### CONSIGNE
Rédigez la suite de l'article sur le recours contre le partenariat vaccinal entre l'Etat et Doctolib, en commençant après sa dernière phrase.

### TEXTE DU DOCUMENT
Covid-19 : Le partenariat pour la vaccination entre l'Etat et Doctolib attaqué en justice
Plusieurs associations et syndicats de médecins ont déposé un référé devant le Conseil d'Etat pour demander l'annulation du contrat qui lie Doctolib et l'Etat dans le cadre de la prise de rendez-vous pour la vaccination contre le Covid-19. Stockées par Amazon, les données de santé seraient en danger, alertent les requérants.
Des associations et des syndicats ont déposé une requête devant le Conseil d'Etat pour obtenir l'annulation du partenariat liant l'Etat et la pépite Doctolib dans le cadre de la prise de rendez-vous pour la vaccination contre le Covid-19, révèle Mediapart.

Entrées du jeu de données
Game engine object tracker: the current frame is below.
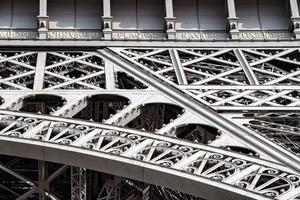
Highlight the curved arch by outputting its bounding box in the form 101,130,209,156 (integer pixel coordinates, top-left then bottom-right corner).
73,94,130,122
175,124,220,144
20,94,67,114
0,111,300,199
127,103,183,131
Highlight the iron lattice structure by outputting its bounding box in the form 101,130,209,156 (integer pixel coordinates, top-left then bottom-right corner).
0,47,300,200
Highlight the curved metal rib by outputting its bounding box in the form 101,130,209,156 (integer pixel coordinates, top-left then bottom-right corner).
0,111,300,199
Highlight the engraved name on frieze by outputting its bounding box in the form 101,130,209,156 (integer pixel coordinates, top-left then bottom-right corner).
113,32,162,40
240,32,291,39
48,31,101,39
0,31,34,39
176,32,217,40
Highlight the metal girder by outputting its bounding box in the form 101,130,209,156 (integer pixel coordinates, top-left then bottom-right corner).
0,47,300,199
98,50,300,171
0,111,299,199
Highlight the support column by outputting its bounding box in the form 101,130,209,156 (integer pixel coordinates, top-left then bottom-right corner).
102,0,113,40
71,167,86,200
165,0,176,40
38,0,49,39
105,61,116,90
289,0,300,39
226,0,239,40
33,52,47,91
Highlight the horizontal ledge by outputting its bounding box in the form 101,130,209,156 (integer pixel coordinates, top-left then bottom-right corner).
0,40,300,50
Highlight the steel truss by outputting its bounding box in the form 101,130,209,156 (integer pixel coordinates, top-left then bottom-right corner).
0,48,300,199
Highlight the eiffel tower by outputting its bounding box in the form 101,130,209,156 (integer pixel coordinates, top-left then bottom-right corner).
0,0,300,200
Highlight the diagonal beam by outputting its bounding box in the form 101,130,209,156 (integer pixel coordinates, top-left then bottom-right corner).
169,49,188,85
233,49,259,85
98,49,300,171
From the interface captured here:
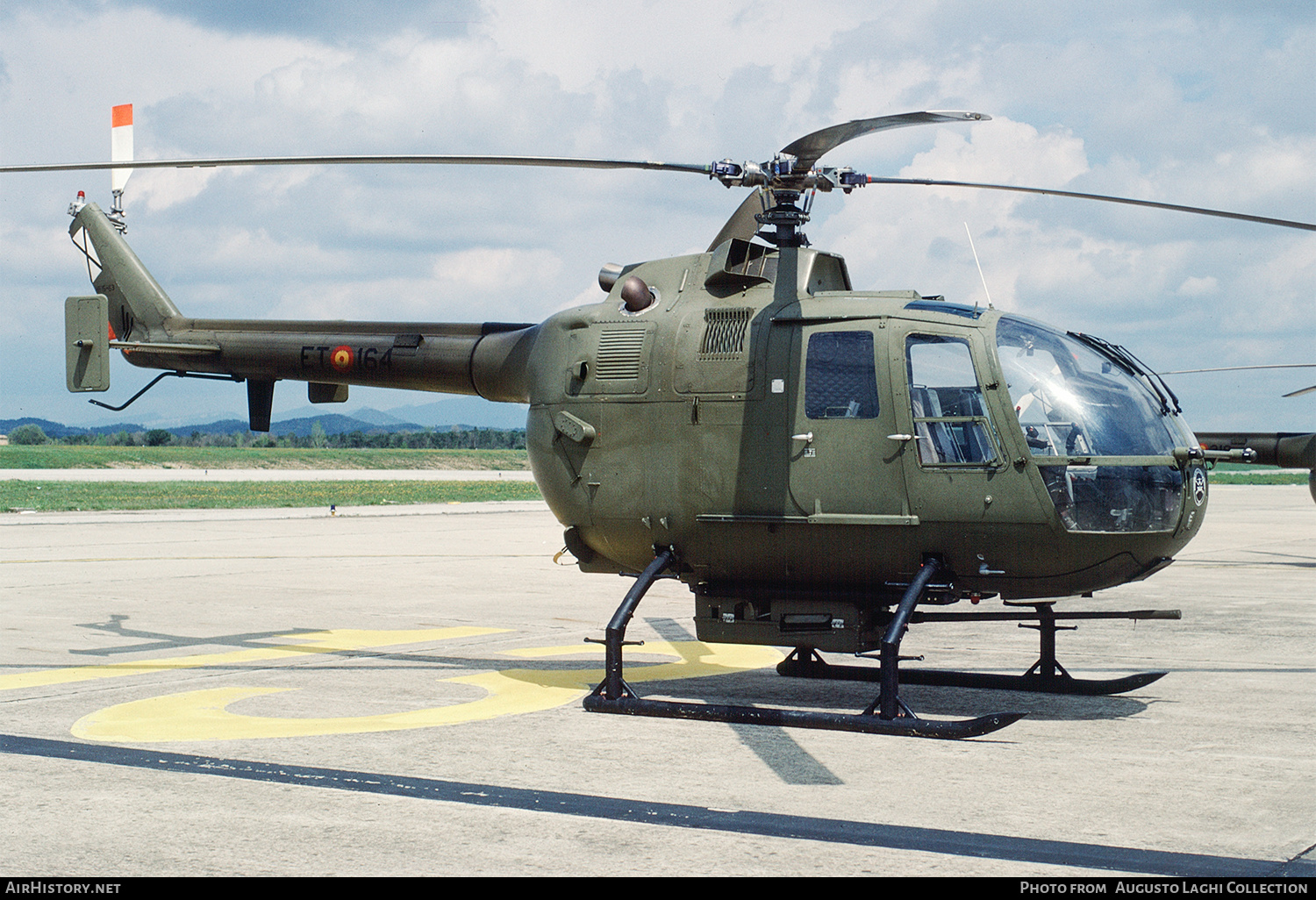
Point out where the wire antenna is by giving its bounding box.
[965,223,994,310]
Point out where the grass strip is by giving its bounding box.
[1211,468,1311,484]
[0,481,541,512]
[0,444,531,471]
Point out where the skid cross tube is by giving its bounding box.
[874,560,941,718]
[595,547,676,700]
[776,600,1182,696]
[583,547,1023,739]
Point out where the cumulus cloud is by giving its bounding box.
[0,0,1316,428]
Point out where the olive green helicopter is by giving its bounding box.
[10,107,1316,739]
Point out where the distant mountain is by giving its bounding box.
[0,418,150,439]
[268,413,426,437]
[0,404,526,439]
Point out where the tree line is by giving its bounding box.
[10,423,526,450]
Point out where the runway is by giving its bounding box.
[0,486,1316,876]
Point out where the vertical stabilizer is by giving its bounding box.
[68,203,179,341]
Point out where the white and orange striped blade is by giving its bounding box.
[110,103,133,191]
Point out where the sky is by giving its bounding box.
[0,0,1316,432]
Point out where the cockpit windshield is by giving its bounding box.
[997,316,1184,457]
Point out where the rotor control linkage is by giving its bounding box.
[583,547,1023,739]
[776,600,1182,696]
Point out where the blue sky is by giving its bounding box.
[0,0,1316,431]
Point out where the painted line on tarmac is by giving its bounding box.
[0,734,1316,878]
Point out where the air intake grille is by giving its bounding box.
[595,328,645,379]
[699,308,750,360]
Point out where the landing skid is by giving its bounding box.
[776,602,1181,696]
[776,647,1166,697]
[584,547,1026,739]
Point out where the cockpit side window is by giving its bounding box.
[805,332,878,418]
[905,334,997,466]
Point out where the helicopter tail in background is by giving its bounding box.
[1198,432,1316,500]
[65,196,539,432]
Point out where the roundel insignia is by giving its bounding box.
[329,345,353,374]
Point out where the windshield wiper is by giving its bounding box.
[1068,332,1184,416]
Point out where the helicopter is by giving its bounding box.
[0,107,1316,739]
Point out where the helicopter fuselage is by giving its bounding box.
[511,241,1207,650]
[68,204,1207,652]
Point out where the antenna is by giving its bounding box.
[965,223,994,310]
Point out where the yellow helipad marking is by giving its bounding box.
[73,639,782,742]
[0,626,507,691]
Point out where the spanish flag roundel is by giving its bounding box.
[329,344,357,373]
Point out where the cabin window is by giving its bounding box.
[905,334,997,466]
[805,332,878,418]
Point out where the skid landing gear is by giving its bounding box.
[584,547,1024,739]
[776,602,1182,696]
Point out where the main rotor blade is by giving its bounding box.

### RÉPONSE ATTENDUE
Le référé-liberté, qui permet de demander au juge administratif de prendre en urgence une mesure nécessaire à la sauvegarde d'une ou de plusieurs libertés fondamentales, a été signé par des professionnels de santé, le collectif InterHop, le professeur Didier Sicard, le Syndicat de la médecine générale, l’Union pour une médecine libre, le Syndicat national des jeunes médecins généralistes et la Fédération des médecins de France, ainsi que par des associations de patients, comme ActUp santé Sud-Ouest ou Marie Citrini, représentante des usagers de l’AP-HP.
Les données sont stockées par Amazon
Ils estiment que les données médicales liées à la campagne de vaccination ne sont pas suffisamment protégées puisqu'elles sont hébergées par Amazon Web Services (AWS), le provider de cloud choisi par Doctolib dans le cadre de ses activités.
Amazon est certifié "hébergeur de données de santé" (HDS). Mais ce label, qui est obligatoire pour stocker les données de santé des Français, n'est pas une garantie suffisante puisque depuis le juge européen a invalidé le Privacy Shield en juillet dernier. Ce texte facilitait les transferts de données outre-Atlantique en reconnaissant que la législation américaine offrait le même niveau de garantie que le Règlement général sur la protection des données (RGDP).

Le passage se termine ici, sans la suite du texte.